*Exercise instructions*: Please pull out everything in the items below, from the line that contains "For the mapping pass, tag each instance of the apartment" down to the end of the items, and repeat those lines exactly, both ends included.

--

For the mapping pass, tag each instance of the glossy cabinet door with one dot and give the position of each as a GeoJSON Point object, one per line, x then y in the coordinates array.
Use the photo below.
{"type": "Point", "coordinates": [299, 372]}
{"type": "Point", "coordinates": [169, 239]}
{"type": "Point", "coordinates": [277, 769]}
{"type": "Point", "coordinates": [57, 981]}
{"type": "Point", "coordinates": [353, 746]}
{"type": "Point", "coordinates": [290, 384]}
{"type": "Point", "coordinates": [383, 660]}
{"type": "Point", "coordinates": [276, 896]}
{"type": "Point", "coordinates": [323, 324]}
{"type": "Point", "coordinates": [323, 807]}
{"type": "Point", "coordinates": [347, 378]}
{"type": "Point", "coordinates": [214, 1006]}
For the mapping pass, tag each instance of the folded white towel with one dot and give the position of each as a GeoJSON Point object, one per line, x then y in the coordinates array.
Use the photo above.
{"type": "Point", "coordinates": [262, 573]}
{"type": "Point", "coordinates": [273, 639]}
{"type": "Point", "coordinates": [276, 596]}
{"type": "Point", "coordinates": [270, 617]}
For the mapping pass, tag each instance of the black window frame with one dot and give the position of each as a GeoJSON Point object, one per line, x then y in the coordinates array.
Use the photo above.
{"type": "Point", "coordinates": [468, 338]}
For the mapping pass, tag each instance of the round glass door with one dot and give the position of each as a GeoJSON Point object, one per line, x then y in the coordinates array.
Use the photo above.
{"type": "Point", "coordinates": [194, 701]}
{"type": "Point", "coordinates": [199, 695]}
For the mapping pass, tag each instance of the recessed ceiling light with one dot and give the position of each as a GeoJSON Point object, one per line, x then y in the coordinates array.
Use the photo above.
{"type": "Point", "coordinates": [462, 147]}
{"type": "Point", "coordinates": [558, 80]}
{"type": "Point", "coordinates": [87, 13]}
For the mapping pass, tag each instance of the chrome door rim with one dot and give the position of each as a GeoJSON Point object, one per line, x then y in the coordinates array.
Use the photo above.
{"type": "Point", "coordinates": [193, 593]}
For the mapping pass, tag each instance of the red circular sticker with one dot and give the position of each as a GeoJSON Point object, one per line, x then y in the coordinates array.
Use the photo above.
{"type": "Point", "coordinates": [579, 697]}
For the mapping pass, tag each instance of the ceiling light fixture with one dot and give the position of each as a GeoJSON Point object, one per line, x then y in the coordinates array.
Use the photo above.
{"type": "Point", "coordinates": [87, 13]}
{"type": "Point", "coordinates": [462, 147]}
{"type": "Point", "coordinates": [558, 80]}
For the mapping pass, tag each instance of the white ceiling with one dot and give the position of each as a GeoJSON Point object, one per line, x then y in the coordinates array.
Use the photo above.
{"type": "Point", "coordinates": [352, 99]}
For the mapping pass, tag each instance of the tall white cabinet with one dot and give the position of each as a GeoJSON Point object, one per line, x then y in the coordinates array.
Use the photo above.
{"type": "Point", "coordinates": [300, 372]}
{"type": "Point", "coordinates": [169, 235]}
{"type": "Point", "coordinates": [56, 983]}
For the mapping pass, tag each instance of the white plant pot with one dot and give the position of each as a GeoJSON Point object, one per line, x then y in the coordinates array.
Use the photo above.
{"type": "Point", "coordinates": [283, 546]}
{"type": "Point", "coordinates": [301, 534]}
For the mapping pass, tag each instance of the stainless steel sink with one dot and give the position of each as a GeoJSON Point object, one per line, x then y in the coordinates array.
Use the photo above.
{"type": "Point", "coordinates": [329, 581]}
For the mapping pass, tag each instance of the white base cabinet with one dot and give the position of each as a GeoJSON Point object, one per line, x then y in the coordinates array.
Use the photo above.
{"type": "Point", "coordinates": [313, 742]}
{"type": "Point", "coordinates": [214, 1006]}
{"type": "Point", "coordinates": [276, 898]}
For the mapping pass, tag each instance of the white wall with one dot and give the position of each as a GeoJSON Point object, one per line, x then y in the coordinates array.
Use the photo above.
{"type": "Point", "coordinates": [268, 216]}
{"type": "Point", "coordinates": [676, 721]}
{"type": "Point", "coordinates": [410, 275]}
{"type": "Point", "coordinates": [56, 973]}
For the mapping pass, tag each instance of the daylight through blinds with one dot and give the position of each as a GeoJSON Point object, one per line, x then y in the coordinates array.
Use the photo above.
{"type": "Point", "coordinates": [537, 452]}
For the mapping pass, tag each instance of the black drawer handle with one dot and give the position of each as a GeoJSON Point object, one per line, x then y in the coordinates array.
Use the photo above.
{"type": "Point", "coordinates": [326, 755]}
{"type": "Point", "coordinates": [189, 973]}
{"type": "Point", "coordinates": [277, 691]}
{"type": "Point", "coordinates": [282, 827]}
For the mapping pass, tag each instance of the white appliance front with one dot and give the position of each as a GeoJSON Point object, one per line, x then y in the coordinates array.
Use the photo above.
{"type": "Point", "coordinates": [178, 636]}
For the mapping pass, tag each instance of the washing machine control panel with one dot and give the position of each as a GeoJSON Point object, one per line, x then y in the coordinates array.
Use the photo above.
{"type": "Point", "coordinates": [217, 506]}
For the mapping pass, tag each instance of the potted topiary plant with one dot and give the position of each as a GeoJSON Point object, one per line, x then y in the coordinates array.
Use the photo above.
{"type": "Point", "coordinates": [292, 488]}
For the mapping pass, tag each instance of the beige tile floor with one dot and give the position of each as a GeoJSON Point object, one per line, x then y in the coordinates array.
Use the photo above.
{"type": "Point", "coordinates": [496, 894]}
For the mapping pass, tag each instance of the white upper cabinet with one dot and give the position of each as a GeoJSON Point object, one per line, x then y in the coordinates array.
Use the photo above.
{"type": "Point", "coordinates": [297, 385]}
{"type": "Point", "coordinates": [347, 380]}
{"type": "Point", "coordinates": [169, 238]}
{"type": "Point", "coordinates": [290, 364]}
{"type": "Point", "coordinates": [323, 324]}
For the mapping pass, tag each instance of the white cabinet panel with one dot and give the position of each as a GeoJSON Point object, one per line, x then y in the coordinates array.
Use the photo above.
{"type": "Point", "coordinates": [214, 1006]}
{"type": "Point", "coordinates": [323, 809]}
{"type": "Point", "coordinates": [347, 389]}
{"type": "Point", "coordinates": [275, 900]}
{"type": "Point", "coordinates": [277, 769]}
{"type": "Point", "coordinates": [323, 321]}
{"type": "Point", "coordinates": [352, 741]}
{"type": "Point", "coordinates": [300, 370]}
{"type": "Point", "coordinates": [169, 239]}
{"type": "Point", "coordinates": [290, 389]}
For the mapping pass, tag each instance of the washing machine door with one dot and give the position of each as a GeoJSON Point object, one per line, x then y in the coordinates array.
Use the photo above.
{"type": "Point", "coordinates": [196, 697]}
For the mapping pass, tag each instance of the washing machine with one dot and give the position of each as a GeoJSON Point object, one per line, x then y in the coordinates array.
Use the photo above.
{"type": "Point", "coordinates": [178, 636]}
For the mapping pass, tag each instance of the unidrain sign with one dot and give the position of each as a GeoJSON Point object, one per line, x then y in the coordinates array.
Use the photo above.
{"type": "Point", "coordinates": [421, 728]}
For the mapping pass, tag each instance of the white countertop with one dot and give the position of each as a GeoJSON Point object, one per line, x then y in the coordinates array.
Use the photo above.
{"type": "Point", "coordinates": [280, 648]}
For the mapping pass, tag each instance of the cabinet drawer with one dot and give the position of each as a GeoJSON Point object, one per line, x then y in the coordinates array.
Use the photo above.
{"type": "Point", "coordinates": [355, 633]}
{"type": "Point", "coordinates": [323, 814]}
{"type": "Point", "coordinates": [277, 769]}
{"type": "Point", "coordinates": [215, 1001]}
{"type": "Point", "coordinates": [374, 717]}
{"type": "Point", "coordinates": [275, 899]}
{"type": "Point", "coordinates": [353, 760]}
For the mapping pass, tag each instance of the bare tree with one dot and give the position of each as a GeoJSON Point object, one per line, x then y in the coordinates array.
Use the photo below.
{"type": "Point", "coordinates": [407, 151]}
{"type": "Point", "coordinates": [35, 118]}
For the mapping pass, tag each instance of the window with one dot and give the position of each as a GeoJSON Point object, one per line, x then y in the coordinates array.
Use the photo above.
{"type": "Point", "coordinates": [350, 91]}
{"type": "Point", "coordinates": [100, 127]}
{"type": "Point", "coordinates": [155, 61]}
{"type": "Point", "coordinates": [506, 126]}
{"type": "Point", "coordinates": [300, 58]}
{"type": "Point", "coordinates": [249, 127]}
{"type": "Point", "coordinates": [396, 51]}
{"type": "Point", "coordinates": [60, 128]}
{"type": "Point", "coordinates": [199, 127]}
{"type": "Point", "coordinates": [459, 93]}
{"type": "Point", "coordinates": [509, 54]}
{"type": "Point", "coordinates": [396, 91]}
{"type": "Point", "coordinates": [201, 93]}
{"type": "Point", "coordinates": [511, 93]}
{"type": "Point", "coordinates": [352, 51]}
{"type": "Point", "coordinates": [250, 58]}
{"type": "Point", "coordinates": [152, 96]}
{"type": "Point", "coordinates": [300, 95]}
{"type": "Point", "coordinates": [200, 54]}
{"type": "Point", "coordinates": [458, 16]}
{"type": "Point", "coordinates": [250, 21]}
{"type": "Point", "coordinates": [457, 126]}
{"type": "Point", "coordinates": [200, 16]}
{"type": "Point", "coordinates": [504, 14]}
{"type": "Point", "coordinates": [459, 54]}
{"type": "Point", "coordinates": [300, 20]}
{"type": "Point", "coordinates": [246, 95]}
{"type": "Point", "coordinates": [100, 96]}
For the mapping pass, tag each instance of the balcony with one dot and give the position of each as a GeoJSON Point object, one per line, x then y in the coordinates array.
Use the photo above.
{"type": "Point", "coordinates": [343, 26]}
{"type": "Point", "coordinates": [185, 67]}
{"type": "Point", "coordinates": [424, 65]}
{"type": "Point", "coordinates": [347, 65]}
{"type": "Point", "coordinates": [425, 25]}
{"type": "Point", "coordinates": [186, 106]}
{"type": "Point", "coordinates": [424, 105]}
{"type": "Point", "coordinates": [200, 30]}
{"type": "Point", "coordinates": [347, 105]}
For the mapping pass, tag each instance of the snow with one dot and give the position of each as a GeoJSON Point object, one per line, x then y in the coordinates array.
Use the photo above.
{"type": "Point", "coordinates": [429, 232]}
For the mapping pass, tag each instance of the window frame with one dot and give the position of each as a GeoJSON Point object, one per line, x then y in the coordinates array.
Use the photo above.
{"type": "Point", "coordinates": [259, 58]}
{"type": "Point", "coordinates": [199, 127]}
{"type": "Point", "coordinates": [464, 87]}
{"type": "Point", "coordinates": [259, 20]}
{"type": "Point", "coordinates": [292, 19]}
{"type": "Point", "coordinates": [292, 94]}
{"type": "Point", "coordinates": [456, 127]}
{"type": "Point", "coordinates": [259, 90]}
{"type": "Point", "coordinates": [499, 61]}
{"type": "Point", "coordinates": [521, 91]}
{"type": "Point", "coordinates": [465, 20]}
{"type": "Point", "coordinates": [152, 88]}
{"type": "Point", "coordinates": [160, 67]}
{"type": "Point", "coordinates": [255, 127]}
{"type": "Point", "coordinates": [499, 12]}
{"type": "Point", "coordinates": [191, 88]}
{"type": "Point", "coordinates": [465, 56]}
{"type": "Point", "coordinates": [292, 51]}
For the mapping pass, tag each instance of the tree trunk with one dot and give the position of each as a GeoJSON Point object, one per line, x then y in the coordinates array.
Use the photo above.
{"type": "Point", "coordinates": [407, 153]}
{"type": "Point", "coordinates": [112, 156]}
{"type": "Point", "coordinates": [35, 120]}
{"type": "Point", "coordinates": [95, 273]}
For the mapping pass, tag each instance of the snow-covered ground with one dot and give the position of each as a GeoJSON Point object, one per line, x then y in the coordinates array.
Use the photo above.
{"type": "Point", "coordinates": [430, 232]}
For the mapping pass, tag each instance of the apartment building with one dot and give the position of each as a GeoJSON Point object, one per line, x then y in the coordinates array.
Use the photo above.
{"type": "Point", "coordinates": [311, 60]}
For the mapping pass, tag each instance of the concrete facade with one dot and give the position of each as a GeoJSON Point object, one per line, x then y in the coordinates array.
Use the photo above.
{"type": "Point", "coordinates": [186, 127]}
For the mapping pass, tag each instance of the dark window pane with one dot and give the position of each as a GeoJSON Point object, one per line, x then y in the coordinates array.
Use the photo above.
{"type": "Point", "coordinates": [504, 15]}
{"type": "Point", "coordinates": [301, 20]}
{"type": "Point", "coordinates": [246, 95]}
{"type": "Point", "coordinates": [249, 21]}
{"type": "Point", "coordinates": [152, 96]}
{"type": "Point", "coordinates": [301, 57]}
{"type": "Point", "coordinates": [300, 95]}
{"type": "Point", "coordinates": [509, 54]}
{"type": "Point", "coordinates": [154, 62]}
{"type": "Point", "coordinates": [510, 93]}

--

*Result for this task*:
For the mapping pass, tag each instance of the apartment building with one dot and give the position of each as a GeoJSON Point object, one per line, x then y in the coordinates array.
Use the photo above.
{"type": "Point", "coordinates": [311, 60]}
For the mapping pass, tag each instance of the concrete facade with one dot and give the position of each as a GeoJSON Point object, one per line, x then y in the coordinates array.
Use the photo above.
{"type": "Point", "coordinates": [186, 127]}
For the mapping pass, tag each instance of the dark window pane with one dot and give the position of each as a GeoJSON Point object, one per line, x then y in the coordinates array.
Use the photo above.
{"type": "Point", "coordinates": [504, 15]}
{"type": "Point", "coordinates": [301, 20]}
{"type": "Point", "coordinates": [246, 95]}
{"type": "Point", "coordinates": [249, 21]}
{"type": "Point", "coordinates": [152, 96]}
{"type": "Point", "coordinates": [301, 57]}
{"type": "Point", "coordinates": [300, 95]}
{"type": "Point", "coordinates": [509, 54]}
{"type": "Point", "coordinates": [154, 62]}
{"type": "Point", "coordinates": [510, 93]}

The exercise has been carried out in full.